Source extract:
**********
Sitting on the Persian rug in front of the huge fresh-water aquarium, one looks down into the basketball court – complete with sliding bleachers – where frustrations are worked off and employee meetings are held. Widmer is on tap.
(Flashback! April Fool’s Day, 1982. Wieden & Kennedy is founded. Five people, a pay phone in the hallway, a borrowed typewriter, a cardboard box for a table.)
Nobody, I mean nobody, is wearing a tie. The atmosphere is more art school than corporation, more commune than business. Nobody’s card has a title on it. More than one person is whistling. Other than that, the place seems pretty quiet. Calm even.
THE TEAM PLAYERS
John Erickson, W&K’s office manager, sits down in a heap and lets out with a loud “Whew!” He’s stressed; it’s 10 a.m. Having come from one of Portland’s stodgiest law firms – “You had to keep your voice down in the elevator” – Erickson’s face breaks into a huge smile when asked about his job.
“My first week here I had a suit on every day. They actually had side bets going, to see how long it was going to be before I was going to show up in something casual.”
He’s wearing jeans.
Buz Sawyer recently came to W&K after thirteen (13) years in humongous, bureaucratic New York agencies. He talks like the survivor of a near-death experience. “This is a much friendlier environment,” Sawyer offers. “All the doors are open here. And, we don’t spend a lot of time making a decision. We decide. We move on.”
His career is fun again.
“Coming to work every day is a pleasure,” admits Cherie Appleby, production maven. “It’s an absolute high.” She goes on to explain. “The ads come first. Every solitary thing is approved and blessed by the creative staff and every solitary thing is approved and blessed by Dan and David. If those two don’t like an ad, even if the client loves it, that ad won’t go out.”
“It’s really weird,” concedes Marcia Meyer, an expert in buying network TV time and another recent Big Apple expatriate. “Every time I come through the front doors, I feel so much energy.”
Steve (“Just a writer”) Sandoz feels fortunate to work here. It’s an exceptional place. “It should be a fun experience. There’s a lot of play involved. Laughter’s important.” And then there’s the two guys with their names on the door. “They’re willing and able to see beyond stuff that’s been done before. They have great B.S. detectors. They expect work that is arresting, startling, interesting and appropriate. They want advertising to be a great creative art.”
THE HEAD COACHES
Turning fifty (50), Dave Kennedy, chairman and senior member of the outfit, walked into the lobby to find his birthday present from the staff waiting. It was a black marble tombstone chiseled with this epitaph: “He was old. Real old.”
Dan Wieden, president and five years Kennedy’s junior, walks into his corner office. It’s one-third the size you’d imagine and looks directly into a hairdressing salon on the second floor of the building across the street. He’s wearing tan PEPE (a client) chinos, NIKE (a client) shoes, and a W&K letterman’s jacket.
**********
What the exercise asks: Can you pull the passage from "(Flashback! April Fool’s" to "for a table.)" out of the Wieden & Kennedy profile above, word for word?

Data section:
**********
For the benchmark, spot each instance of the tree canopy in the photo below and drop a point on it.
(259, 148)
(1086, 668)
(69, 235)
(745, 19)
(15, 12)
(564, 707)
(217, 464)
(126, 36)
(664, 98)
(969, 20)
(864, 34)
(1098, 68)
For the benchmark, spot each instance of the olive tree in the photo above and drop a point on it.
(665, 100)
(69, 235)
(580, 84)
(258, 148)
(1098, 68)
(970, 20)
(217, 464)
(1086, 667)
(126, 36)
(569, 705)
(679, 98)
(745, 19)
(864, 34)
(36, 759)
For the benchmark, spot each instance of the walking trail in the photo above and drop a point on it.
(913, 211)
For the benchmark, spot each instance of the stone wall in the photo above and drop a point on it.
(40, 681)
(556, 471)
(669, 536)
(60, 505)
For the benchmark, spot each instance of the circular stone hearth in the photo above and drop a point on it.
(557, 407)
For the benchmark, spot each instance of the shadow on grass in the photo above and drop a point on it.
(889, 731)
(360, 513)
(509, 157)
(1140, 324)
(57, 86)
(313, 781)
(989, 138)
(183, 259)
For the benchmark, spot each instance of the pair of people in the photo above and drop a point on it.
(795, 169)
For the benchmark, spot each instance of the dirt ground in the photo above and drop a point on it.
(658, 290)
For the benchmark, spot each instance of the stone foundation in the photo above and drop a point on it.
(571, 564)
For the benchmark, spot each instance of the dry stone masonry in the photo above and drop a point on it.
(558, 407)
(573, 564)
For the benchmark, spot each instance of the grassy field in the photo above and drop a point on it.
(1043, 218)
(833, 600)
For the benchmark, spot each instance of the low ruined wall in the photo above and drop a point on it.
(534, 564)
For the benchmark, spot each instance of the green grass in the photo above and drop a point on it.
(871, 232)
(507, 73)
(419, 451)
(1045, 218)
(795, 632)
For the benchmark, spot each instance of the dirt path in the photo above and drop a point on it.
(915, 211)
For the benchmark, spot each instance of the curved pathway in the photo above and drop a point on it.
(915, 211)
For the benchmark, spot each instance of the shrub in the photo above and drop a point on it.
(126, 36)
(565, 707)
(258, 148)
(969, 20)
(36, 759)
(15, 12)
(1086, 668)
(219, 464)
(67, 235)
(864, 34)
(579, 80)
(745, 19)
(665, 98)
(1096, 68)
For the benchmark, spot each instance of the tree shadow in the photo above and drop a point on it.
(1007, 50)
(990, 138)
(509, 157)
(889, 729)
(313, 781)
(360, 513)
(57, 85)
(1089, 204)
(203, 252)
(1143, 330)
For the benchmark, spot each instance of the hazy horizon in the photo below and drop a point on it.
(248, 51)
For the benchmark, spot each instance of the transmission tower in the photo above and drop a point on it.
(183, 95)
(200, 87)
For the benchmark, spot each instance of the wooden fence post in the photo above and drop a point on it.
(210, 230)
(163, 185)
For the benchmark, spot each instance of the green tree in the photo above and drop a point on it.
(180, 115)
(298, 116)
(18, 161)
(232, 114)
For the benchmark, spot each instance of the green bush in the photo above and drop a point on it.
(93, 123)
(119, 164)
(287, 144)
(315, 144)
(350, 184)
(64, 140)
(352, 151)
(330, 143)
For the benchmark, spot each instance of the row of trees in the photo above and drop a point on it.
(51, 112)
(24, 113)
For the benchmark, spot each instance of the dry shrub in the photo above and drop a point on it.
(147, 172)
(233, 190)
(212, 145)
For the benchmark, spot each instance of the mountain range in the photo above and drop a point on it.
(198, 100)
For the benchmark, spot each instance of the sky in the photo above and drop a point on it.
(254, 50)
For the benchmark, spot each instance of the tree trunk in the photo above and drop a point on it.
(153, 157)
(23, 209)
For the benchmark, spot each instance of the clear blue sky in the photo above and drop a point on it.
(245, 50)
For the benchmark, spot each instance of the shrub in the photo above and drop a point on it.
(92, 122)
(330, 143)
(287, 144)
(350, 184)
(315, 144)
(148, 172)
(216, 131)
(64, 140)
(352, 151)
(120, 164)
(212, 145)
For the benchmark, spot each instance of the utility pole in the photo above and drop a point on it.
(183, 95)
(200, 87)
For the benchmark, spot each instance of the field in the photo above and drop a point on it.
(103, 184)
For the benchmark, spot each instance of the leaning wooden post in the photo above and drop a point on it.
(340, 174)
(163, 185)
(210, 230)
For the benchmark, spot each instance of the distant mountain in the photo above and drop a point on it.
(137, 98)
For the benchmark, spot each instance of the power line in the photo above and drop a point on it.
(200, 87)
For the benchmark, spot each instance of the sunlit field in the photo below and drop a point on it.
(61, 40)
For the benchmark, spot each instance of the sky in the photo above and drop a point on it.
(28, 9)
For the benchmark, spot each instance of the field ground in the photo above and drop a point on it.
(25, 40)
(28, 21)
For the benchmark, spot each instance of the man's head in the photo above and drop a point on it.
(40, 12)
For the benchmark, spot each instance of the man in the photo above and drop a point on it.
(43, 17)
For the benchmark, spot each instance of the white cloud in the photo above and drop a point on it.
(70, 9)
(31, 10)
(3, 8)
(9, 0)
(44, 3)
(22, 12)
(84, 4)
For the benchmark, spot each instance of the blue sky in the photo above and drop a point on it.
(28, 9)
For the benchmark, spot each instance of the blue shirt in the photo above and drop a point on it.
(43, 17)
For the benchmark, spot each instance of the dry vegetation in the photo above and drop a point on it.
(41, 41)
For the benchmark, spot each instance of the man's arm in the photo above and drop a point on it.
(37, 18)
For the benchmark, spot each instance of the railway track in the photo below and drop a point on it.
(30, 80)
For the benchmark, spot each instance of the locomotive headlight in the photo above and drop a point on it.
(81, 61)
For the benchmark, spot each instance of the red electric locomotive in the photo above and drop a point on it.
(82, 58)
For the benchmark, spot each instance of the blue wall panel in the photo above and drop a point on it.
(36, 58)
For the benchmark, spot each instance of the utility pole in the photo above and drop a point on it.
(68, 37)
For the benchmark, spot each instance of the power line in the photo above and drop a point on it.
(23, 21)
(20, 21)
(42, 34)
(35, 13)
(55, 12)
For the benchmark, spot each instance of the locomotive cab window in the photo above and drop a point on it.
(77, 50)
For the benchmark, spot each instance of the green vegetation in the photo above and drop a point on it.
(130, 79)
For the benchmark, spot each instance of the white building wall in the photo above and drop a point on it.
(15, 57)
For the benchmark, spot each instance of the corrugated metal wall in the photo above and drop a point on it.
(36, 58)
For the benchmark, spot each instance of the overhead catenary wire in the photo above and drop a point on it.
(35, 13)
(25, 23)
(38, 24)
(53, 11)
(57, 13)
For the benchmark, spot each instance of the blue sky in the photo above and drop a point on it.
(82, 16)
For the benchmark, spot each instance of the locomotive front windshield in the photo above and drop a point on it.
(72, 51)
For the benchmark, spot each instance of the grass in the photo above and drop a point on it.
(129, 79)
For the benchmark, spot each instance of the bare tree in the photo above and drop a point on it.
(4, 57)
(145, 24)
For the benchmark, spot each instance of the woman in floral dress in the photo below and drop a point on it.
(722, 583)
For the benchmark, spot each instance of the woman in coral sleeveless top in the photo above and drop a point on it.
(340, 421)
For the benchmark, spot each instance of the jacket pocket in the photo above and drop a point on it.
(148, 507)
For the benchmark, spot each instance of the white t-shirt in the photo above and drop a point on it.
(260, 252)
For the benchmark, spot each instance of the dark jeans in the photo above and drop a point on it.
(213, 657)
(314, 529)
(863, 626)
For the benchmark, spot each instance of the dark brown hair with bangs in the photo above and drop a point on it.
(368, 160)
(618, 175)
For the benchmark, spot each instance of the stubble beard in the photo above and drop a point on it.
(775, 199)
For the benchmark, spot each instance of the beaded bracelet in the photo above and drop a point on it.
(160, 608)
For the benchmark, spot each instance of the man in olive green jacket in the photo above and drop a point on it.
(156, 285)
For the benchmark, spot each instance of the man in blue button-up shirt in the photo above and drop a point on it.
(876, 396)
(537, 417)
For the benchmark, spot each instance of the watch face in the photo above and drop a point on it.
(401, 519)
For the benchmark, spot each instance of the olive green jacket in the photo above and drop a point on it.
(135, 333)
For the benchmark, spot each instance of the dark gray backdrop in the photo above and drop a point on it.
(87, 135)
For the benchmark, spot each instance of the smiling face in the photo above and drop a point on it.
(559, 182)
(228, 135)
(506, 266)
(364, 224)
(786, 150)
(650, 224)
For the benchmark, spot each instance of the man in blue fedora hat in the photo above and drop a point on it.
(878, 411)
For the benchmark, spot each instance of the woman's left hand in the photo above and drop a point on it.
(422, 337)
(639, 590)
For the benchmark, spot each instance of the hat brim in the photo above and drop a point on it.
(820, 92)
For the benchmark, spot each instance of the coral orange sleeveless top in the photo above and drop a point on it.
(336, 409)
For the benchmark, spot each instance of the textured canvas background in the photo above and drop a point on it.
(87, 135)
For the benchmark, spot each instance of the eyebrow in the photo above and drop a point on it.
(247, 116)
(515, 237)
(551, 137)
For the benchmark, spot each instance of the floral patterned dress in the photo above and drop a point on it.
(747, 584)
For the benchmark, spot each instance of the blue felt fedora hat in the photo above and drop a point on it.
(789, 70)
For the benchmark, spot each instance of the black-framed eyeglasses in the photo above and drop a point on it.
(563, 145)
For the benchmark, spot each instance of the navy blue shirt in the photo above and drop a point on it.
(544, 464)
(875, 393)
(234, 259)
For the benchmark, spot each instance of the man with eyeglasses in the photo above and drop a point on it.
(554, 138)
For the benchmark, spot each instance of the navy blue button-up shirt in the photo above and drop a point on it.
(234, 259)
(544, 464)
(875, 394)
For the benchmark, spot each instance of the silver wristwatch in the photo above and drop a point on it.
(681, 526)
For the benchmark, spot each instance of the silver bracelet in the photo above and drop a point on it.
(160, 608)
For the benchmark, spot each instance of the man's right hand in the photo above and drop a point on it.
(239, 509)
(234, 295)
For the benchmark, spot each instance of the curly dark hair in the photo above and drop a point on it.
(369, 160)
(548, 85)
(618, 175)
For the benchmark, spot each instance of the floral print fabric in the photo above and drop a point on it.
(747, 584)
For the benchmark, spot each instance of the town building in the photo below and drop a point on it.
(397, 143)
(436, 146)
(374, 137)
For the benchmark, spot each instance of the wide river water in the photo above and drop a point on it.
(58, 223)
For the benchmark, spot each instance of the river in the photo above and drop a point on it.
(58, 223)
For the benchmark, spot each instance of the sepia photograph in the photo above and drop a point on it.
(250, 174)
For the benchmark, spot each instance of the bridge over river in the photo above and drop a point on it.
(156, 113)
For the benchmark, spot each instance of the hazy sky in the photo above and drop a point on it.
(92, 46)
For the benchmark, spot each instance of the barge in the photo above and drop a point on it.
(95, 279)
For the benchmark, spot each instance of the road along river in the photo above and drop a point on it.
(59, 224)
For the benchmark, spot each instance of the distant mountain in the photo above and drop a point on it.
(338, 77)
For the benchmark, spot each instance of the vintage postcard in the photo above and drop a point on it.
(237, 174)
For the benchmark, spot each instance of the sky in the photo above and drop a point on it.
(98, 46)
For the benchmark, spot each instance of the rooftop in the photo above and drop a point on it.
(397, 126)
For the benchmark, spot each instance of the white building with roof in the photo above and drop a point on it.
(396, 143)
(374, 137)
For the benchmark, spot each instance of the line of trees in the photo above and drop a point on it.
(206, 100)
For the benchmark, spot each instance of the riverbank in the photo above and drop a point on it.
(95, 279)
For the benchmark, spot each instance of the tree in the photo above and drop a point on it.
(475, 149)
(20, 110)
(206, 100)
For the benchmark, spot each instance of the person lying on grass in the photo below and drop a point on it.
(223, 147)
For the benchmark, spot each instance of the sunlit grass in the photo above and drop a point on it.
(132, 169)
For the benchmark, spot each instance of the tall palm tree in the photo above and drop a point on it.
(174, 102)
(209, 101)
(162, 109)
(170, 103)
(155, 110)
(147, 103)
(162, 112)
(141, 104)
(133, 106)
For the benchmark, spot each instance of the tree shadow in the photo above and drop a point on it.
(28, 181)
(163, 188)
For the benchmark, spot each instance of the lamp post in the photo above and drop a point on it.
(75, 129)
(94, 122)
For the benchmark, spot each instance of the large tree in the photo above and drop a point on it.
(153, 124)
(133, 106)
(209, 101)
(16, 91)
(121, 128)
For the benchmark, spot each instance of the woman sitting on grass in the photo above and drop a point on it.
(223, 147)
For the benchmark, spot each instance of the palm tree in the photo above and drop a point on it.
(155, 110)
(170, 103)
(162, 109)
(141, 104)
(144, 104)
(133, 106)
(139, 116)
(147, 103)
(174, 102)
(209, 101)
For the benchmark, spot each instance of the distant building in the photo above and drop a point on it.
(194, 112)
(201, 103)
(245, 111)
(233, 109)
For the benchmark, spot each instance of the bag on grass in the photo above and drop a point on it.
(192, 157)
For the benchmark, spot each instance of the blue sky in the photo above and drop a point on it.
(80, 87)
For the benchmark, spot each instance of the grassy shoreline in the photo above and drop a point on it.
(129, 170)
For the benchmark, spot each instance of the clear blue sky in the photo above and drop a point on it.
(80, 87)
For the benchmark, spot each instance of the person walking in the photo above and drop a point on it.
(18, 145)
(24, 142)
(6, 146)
**********
Exercise response:
(Flashback! April Fool’s Day, 1982. Wieden & Kennedy is founded. Five people, a pay phone in the hallway, a borrowed typewriter, a cardboard box for a table.)